● **Task item**: Return every line of the data exactly as it stands.

● **Data items**:
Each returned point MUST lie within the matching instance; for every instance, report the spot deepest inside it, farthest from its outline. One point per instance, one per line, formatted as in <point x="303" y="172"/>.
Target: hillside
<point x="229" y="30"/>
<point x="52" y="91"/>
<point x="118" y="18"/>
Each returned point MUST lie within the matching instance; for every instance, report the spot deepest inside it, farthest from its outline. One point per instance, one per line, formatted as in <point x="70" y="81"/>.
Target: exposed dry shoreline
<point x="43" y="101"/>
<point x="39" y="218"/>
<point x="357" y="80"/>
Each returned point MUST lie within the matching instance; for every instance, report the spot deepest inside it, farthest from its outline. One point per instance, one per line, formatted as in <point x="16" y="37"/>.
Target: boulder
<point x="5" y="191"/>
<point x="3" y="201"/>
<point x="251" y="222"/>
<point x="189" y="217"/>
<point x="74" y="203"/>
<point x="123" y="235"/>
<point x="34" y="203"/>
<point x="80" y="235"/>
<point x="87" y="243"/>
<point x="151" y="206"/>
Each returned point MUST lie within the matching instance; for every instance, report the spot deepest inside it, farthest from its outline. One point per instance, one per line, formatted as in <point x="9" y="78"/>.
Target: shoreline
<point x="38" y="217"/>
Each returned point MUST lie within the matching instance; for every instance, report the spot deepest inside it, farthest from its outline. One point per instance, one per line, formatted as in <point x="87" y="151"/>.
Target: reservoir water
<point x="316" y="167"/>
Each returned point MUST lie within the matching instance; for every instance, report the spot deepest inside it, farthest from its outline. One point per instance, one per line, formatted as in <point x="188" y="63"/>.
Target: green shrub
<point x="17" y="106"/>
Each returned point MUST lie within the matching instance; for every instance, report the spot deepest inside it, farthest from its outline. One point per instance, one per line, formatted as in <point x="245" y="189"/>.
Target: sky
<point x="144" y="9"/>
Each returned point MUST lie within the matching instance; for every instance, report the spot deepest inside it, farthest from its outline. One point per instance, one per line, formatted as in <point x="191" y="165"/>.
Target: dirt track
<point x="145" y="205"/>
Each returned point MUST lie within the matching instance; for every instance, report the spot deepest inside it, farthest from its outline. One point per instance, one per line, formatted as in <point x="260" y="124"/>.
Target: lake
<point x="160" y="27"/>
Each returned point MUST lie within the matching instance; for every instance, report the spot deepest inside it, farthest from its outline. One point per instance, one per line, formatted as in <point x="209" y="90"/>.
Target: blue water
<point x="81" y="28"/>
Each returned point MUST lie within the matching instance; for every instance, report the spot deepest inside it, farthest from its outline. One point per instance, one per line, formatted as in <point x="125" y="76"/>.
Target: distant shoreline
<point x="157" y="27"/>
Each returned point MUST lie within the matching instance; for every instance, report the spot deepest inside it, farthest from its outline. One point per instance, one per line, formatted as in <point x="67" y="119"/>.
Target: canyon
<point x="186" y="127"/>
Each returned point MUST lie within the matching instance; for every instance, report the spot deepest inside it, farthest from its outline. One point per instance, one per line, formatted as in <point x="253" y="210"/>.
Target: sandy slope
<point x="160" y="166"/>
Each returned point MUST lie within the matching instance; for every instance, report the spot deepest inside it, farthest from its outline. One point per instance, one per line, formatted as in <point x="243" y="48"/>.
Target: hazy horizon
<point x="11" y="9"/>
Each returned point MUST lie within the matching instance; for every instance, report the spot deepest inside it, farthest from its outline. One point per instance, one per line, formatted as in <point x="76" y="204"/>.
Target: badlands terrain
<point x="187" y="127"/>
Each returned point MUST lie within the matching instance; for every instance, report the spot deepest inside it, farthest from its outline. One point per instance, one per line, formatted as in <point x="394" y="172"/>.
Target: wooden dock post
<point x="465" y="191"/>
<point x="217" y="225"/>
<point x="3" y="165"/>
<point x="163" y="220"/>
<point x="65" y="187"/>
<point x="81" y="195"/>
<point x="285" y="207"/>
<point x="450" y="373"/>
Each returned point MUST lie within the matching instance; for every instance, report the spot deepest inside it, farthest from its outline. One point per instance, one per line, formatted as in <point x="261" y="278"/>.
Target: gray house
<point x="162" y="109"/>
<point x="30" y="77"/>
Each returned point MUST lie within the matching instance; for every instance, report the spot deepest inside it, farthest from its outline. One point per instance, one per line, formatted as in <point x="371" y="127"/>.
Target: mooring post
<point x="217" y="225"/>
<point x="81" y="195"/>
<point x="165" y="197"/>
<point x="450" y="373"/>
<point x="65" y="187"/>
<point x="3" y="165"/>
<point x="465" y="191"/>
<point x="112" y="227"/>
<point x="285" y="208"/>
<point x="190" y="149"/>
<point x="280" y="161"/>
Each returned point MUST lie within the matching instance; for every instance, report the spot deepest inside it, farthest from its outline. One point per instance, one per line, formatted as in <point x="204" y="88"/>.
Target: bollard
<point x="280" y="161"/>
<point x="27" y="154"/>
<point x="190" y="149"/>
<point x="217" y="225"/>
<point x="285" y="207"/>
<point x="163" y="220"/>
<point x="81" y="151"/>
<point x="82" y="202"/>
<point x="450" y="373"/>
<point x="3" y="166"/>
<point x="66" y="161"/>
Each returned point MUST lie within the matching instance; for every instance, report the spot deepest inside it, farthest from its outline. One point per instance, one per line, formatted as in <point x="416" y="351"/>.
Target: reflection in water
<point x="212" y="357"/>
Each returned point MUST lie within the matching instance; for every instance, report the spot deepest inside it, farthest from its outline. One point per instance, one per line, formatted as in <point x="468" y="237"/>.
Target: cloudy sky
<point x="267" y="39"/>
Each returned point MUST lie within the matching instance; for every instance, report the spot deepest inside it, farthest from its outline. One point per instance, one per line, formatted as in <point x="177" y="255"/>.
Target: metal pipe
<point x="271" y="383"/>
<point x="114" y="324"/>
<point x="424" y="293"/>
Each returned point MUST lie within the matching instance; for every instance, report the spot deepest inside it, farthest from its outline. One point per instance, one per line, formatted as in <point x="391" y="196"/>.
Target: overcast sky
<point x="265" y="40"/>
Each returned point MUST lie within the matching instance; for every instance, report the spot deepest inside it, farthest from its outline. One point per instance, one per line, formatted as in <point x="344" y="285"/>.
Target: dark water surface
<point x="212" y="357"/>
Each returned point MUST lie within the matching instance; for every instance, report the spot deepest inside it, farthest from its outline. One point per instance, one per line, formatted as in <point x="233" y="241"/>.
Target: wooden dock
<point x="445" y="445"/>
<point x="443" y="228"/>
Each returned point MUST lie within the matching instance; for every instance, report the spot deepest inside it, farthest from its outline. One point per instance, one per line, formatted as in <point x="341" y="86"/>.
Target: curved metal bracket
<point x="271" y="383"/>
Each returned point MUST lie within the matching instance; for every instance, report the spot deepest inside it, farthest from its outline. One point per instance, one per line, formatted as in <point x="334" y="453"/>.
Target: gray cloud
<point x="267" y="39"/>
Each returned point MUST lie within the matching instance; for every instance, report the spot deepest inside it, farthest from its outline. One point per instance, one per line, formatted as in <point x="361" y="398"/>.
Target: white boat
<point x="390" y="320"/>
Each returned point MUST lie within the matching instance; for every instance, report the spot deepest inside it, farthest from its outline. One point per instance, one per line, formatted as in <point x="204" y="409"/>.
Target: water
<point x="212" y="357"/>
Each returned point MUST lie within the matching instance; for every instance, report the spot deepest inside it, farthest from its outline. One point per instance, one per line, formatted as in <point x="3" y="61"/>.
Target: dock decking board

● **Output for this exercise**:
Each returned point MUST lie within the matching instance; for every instance, report the spot deepest inside it, farthest from its outline. One point per instance, one per line, formatted as in <point x="303" y="172"/>.
Target: hillside
<point x="229" y="30"/>
<point x="52" y="91"/>
<point x="118" y="18"/>
Each returned point MUST lie within the matching instance; for every instance, report the spot deepest inside it, farthest from its outline. One point per instance, one per line, formatted as in <point x="70" y="81"/>.
Target: exposed dry shoreline
<point x="43" y="101"/>
<point x="39" y="218"/>
<point x="357" y="80"/>
Each returned point MUST lie within the matching instance; for every instance, report the spot deepest inside it, farthest from its outline. One point per instance, one per line, formatted as in <point x="16" y="37"/>.
Target: boulder
<point x="5" y="191"/>
<point x="3" y="201"/>
<point x="251" y="222"/>
<point x="189" y="217"/>
<point x="74" y="203"/>
<point x="123" y="235"/>
<point x="34" y="203"/>
<point x="80" y="235"/>
<point x="87" y="243"/>
<point x="151" y="206"/>
Each returned point MUST lie within the matching instance; for every instance, report the spot deepest inside it, farthest from its outline. One point per instance, one per line, formatted as in <point x="9" y="78"/>.
Target: shoreline
<point x="38" y="217"/>
Each returned point MUST lie within the matching instance; for every instance, report the spot deepest inside it, farthest from its outline. One point per instance, one per line, formatted as in <point x="87" y="151"/>.
Target: reservoir water
<point x="316" y="167"/>
Each returned point MUST lie within the matching instance; for every instance, report the spot deepest inside it, farthest from its outline. One point per instance, one per line, formatted as in <point x="188" y="63"/>.
Target: green shrub
<point x="17" y="106"/>
Each returned point MUST lie within the matching instance; for every instance, report the spot deepest inside it, farthest from its outline. One point per instance, one per line, formatted as in <point x="245" y="189"/>.
Target: sky
<point x="144" y="9"/>
Each returned point MUST lie within the matching instance; for every instance, report the spot deepest inside it, farthest from its outline. One point per instance, one per line, formatted as in <point x="191" y="165"/>.
Target: dirt track
<point x="145" y="205"/>
Each returned point MUST lie within the matching instance; for every instance, report the spot deepest inside it, farthest from its outline. One point per instance, one per line, formatted as in <point x="260" y="124"/>.
Target: lake
<point x="160" y="27"/>
Each returned point MUST lie within the matching instance; for every instance, report the spot deepest inside it, farthest from its outline. One point per instance, one per line, formatted as in <point x="209" y="90"/>.
Target: blue water
<point x="81" y="28"/>
Each returned point MUST lie within the matching instance; for every instance, report the spot deepest inside it, farthest from its outline. One point per instance, one per line, formatted as in <point x="125" y="76"/>.
Target: distant shoreline
<point x="157" y="27"/>
Each returned point MUST lie within the matching instance; for every instance, report the spot deepest inside it, farthest from its outline. One point per instance, one per line, formatted as in <point x="67" y="119"/>.
Target: canyon
<point x="186" y="127"/>
Each returned point MUST lie within the matching instance; for every instance, report the spot deepest inside it, farthest from its outline. One point per instance, one per line, formatted as in <point x="253" y="210"/>.
Target: sandy slope
<point x="160" y="166"/>
Each returned point MUST lie within the matching instance; for every instance, report the spot deepest inside it, farthest from its outline. One point per instance, one per line, formatted as in <point x="243" y="48"/>.
Target: hazy horizon
<point x="11" y="9"/>
Each returned point MUST lie within the matching instance; for every instance, report the spot deepest inside it, farthest from its outline. One point per instance, one per line, formatted as in <point x="76" y="204"/>.
Target: badlands terrain
<point x="187" y="127"/>
Each returned point MUST lie within the matching instance; for every instance, report the spot deepest inside it, farthest from its outline. One point per instance, one per line, formatted as in <point x="394" y="172"/>.
Target: wooden dock post
<point x="465" y="191"/>
<point x="217" y="225"/>
<point x="3" y="165"/>
<point x="163" y="220"/>
<point x="65" y="187"/>
<point x="81" y="195"/>
<point x="285" y="207"/>
<point x="450" y="373"/>
Each returned point MUST lie within the matching instance; for every instance, report the spot deepest inside it, farthest from its outline. One point per instance, one per line, formatted as in <point x="261" y="278"/>.
Target: gray house
<point x="162" y="109"/>
<point x="30" y="77"/>
Each returned point MUST lie within the matching instance; for every instance, report the spot deepest inside it, farthest from its outline. One point per instance, one per line, formatted as in <point x="371" y="127"/>.
Target: mooring post
<point x="217" y="225"/>
<point x="81" y="195"/>
<point x="165" y="197"/>
<point x="450" y="373"/>
<point x="65" y="187"/>
<point x="3" y="165"/>
<point x="465" y="191"/>
<point x="112" y="227"/>
<point x="285" y="208"/>
<point x="190" y="149"/>
<point x="280" y="161"/>
Each returned point MUST lie within the matching instance; for every instance, report the spot deepest inside it, farthest from its outline. One point per instance, one per line, formatted as in <point x="204" y="88"/>.
Target: bollard
<point x="280" y="161"/>
<point x="27" y="154"/>
<point x="190" y="149"/>
<point x="217" y="225"/>
<point x="285" y="207"/>
<point x="163" y="220"/>
<point x="81" y="151"/>
<point x="82" y="202"/>
<point x="450" y="373"/>
<point x="3" y="166"/>
<point x="66" y="161"/>
Each returned point MUST lie within the matching instance; for every instance, report the spot deepest inside it, farthest from its outline. One point per instance, one per line, formatted as in <point x="416" y="351"/>.
Target: reflection in water
<point x="212" y="357"/>
Each returned point MUST lie within the matching instance; for every instance, report the spot deepest inside it, farthest from its outline. One point per instance, one per line, formatted as in <point x="468" y="237"/>.
Target: cloudy sky
<point x="267" y="39"/>
Each returned point MUST lie within the matching instance; for every instance, report the spot deepest inside it, farthest from its outline. One point per instance, one per line, formatted as in <point x="177" y="255"/>.
Target: metal pipe
<point x="271" y="383"/>
<point x="114" y="324"/>
<point x="424" y="293"/>
Each returned point MUST lie within the matching instance; for every instance, report the spot deepest inside it, farthest from its outline. One point per instance, one per line, formatted as in <point x="391" y="196"/>.
Target: overcast sky
<point x="265" y="40"/>
Each returned point MUST lie within the matching instance; for every instance, report the spot deepest inside it, farthest from its outline. One point per instance, one per line, formatted as in <point x="344" y="285"/>.
Target: dark water surface
<point x="212" y="357"/>
Each returned point MUST lie within the matching instance; for every instance, report the spot deepest inside it, farthest from its outline. One point per instance, one per line, formatted as in <point x="233" y="241"/>.
Target: wooden dock
<point x="445" y="445"/>
<point x="443" y="228"/>
Each returned point MUST lie within the matching instance; for every instance, report the spot deepest inside it, farthest from its outline. One point per instance, one per line, formatted as in <point x="341" y="86"/>.
Target: curved metal bracket
<point x="271" y="383"/>
Each returned point MUST lie within the matching instance; for every instance, report the spot deepest inside it, farthest from its outline. One point per instance, one per line, formatted as in <point x="334" y="453"/>.
Target: gray cloud
<point x="267" y="39"/>
Each returned point MUST lie within the matching instance; for every instance, report the spot deepest inside it, farthest from its outline. One point per instance, one per line, formatted as in <point x="361" y="398"/>.
Target: white boat
<point x="390" y="320"/>
Each returned point MUST lie within the matching instance; for every instance, report the spot deepest inside it, farthest from its outline. One point per instance, one per line, formatted as in <point x="204" y="409"/>.
Target: water
<point x="212" y="357"/>
Each returned point MUST lie within the matching instance; for every instance, report the spot deepest inside it, farthest from its outline. One point per instance, one per line, formatted as in <point x="3" y="61"/>.
Target: dock decking board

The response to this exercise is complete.